● **Text**
+ + +
Quiet Luxury vs. Loud Logos — Status Signalling in a Tariff Era

Loro Piana Spring/Summer 2025 Collection , Dossier Magazine

Louis Vuitton Monogrammed Bag, Vogue Business

Earlier, we touched on how Veblen’s theory of conspicuous consumption frames the tension between quiet and loud luxury. Tariffs make that divide even sharper. Rising costs don’t just shape what consumers buy—they influence how they want to be seen. And in 2025, the luxury market has split more starkly than ever between two poles of status signalling.
+ + +
● **Given information**

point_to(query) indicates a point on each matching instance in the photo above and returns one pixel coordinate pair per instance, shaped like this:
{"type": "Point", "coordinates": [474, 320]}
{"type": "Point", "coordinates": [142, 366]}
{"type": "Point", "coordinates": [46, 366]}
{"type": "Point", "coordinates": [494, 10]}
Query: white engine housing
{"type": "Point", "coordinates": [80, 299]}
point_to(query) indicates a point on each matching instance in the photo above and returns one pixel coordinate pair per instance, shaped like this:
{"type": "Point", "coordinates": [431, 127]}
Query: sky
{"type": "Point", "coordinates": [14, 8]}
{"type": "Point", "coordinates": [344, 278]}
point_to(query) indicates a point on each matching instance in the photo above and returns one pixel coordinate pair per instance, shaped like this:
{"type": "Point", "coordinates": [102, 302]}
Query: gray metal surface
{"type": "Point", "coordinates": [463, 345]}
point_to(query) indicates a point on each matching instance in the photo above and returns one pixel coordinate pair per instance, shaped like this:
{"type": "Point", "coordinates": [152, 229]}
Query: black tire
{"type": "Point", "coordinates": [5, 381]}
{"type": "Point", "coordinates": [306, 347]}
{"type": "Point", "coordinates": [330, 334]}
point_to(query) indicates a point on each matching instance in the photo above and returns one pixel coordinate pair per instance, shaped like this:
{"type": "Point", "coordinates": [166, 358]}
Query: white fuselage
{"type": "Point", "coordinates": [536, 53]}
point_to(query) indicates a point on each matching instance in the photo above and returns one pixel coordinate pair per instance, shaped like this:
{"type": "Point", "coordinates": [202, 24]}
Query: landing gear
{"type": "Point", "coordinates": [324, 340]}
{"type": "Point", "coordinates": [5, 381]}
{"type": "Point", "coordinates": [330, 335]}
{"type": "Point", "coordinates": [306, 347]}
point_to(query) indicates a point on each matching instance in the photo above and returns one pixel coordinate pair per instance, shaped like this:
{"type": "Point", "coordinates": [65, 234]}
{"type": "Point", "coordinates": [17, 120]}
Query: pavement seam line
+ + +
● **Written exercise 1**
List every luxury brand and every publication named in the excerpt on quiet luxury and loud logos.
● **Written exercise 2**
Transcribe the excerpt on quiet luxury and loud logos, starting at "Louis Vuitton Monogrammed" and ending at "of status signalling.".

● **Solution 1**
Loro Piana, Dossier Magazine, Louis Vuitton, Vogue Business

● **Solution 2**
Louis Vuitton Monogrammed Bag, Vogue Business

Earlier, we touched on how Veblen’s theory of conspicuous consumption frames the tension between quiet and loud luxury. Tariffs make that divide even sharper. Rising costs don’t just shape what consumers buy—they influence how they want to be seen. And in 2025, the luxury market has split more starkly than ever between two poles of status signalling.